» **Supplied text**
[Start]
United Spirits Limited, abbreviated to USL, is an Indian alcoholic beverages company, and the world's second-largest spirits company by volume. It is a subsidiary of Diageo, and headquartered at UB Tower in Bangalore, Karnataka. USL exports its products to over 37 countries.

According to the official website of the company, as of March 2013, USL has more than 140 liquor brands, of which 15 brands each sell more than one million cases annually while 3 brands each sell more than 10 million cases annually.

History
The company originated as a trading company called McDowell and Company (also known as McDowell & Co, McDowell or McDowell's), founded in India in 1826 by Angus McDowell, a Scot. He set up a warehouse near Fort St. George, Madras (now Chennai). The company imported liquor, tobacco products, and other consumer goods into India to serve the needs of British people stationed there. McDowell & Company Limited was incorporated as a company in 1898, with an initial capital of  as 4,000 preferred shares and 4,000 common shares of  each. The company's principal shareholders were A.M. Hooper, G.D. Coleman, and G.A. Ruppell.

The Vittal Mallya-run United Breweries Group bought McDowell and Company in 1951. In 1959, Mallya established the company's first distillery at Cherthala, Kerala on the banks of the Vembanad lake. McDowell's began bottling Bisquit Brandy and Dorville French Brandy, from imported concentrates, becoming the first company to manufacture Indian Made Foreign Liquor (IMFL). The company opened India's first distillation plant to manufacture extra neutral alcohol (ENA) at Cherthala in 1961. The plant began bottling products for Herbertsons Limited of the Anglo Thai Group that same year. The company launched Golden Grape Brandy, its first original product, in 1962. The company launched McDowell's No.1 Brandy in 1963–64 when their contract with Herbertsons expired. In the early 1960s, the company acquired Carew & Co and Phipson & Co, manufacturers of rum, gin, and other hard liquors in 1963–64.
[End]
» **Tasks**
1. According to the text on United Spirits Limited, where did Mallya set up the company's first distillery in 1959?
2. Extend the history of United Spirits Limited, picking up after its final sentence.

» **Listed records**
[Start]
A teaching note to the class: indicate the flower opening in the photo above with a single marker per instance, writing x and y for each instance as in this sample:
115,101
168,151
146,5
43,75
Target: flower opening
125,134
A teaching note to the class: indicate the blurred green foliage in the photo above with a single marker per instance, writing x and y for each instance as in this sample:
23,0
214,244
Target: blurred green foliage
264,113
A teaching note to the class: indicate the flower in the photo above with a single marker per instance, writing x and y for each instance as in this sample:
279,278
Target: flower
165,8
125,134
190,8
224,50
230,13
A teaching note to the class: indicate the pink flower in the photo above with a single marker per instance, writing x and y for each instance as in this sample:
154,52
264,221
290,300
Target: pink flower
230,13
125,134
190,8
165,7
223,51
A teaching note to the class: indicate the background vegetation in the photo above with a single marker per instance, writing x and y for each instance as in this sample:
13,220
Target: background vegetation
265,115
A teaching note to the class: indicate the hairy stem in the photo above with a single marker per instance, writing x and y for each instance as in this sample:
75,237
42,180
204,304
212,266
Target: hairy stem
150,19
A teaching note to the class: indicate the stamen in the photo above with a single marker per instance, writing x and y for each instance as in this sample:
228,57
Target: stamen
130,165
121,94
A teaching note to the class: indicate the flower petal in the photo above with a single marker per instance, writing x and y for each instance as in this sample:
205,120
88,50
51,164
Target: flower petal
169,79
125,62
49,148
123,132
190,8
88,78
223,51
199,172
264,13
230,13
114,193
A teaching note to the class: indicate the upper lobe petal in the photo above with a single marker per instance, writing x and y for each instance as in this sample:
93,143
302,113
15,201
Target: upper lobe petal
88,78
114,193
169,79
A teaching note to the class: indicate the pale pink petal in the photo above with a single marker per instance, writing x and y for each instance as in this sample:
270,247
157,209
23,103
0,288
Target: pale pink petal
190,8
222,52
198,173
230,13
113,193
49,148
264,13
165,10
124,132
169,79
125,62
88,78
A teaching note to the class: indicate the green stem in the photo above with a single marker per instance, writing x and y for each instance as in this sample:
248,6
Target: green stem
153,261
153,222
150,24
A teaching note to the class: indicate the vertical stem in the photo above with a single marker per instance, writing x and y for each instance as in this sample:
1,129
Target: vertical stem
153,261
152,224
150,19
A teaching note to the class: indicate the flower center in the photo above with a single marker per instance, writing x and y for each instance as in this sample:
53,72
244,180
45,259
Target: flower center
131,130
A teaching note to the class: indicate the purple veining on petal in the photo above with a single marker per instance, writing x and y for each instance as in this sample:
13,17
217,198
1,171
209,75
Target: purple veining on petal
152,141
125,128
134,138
[End]
» **Task-by-task outputs**
1. At Cherthala, Kerala, on the banks of the Vembanad lake.

2.
The company launched McDowell's No.1 whisky in 1968, and commissioned new distilleries in Hyderabad, Ponda (Goa), and Hathidah (Bihar) over the next few years. In the late 1970s, distilleries were acquired in Udaipur, Alwar, Mirganj, and Serampore, and a plant was built in Pondicherry. The company bought out Herbertsons in 1973. Mallya's son, Vijay Mallya, took over as director of McDowell's the same year, and assumed chairmanship of UB Group and McDowell's after Vittal Mallya died in 1983. McDowell's moved its headquarters from Madras to Bangalore in 1987. The company established a technical centre for product and process development research in Bangalore in 1989. McDowell's No.1 Rum was launched in 1990. McDowell's acquired the spirits business and manufacturing facility of Forbes Campbell & Company Limited. McDowell's formed United Distillers India Limited, India's first joint venture in the alcoholic beverages industry, with United Distillers of the United Kingdom in 1991–92. McDowell's Signature whisky was launched in 1994. In 1995, Carew Phipson Limited, Consolidated Distilleries Ltd and several other companies were merged into McDowell's. The company was incorporated as McDowell Spirits Ltd in 1999. The name was changed to McDowell & Company Ltd on 1 April 2000. McDowell Alcobev became a wholly owned subsidiary of McDowell & Company in 2002. In the same year, the company acquired Phipson Distilley, McDowell International Brands Ltd, and most of Triumph Distilleries & Vinters Pvt Ltd. McDowell launched Derby Special Whisky in 2003 and Old Cask rum in 2004.

On 21 March 2005, McDowell & Company entered into an agreement with Jumbo World Holdings Limited (JWHL) in Dubai to acquire Shaw Wallace. The board of Shaw Wallace approved the merger of the company with USL and fixed the appointed date of the merger as 1 April 2008 subject to approvals. In 2006, McDowell & Co Limited, Herbertsons Limited, Triumph Distillers and Vintners Private Limited, Baramati Grape Industries India Limited, Shaw Wallace Distilleries Limited and four other companies are merged to form United Spirits Limited. Bouvet Ladubay, subsidiary of France-based Taittinger was acquired, the same year. The UB Group purchased Whyte & Mackay in May 2007 for £595 million. USL also acquired Liquidity Inc., makers of Pinky Vodka, in 2007. USL launched Black Dog 18 YO and Four Seasons Barrique Reserve in 2009–10, and McDowell's No 1 Platinum, 100% grain based whisky, in 2011.

On 27 May 2013, Diageo acquired a 10% stake in United Spirits at a cost of . It also separately acquired an additional 58,668 shares for  85,778,082. On 4 July 2013, Diageo bought an additional 14.98% of the company for . Diageo acquired an additional 21.77 million shares at a cost of  per share in an off-market-deal from United Spirits' promoters, raising its holdings to 25.02 per cent of the company. Following that purchase, Diageo held 36.3 million shares in USL, acquired at a cost of , making it the largest shareholder. Under pressure from Diageo, some substantial changes to the management structure of the firm began to take place in 2013.

In 2014, Diageo's share holdings rose to 54.8% of USL.

In early 2014, Whyte & Mackay, which had been purchased by UB Group in 2007, was sold to Philippines-based Emperador for £430 million.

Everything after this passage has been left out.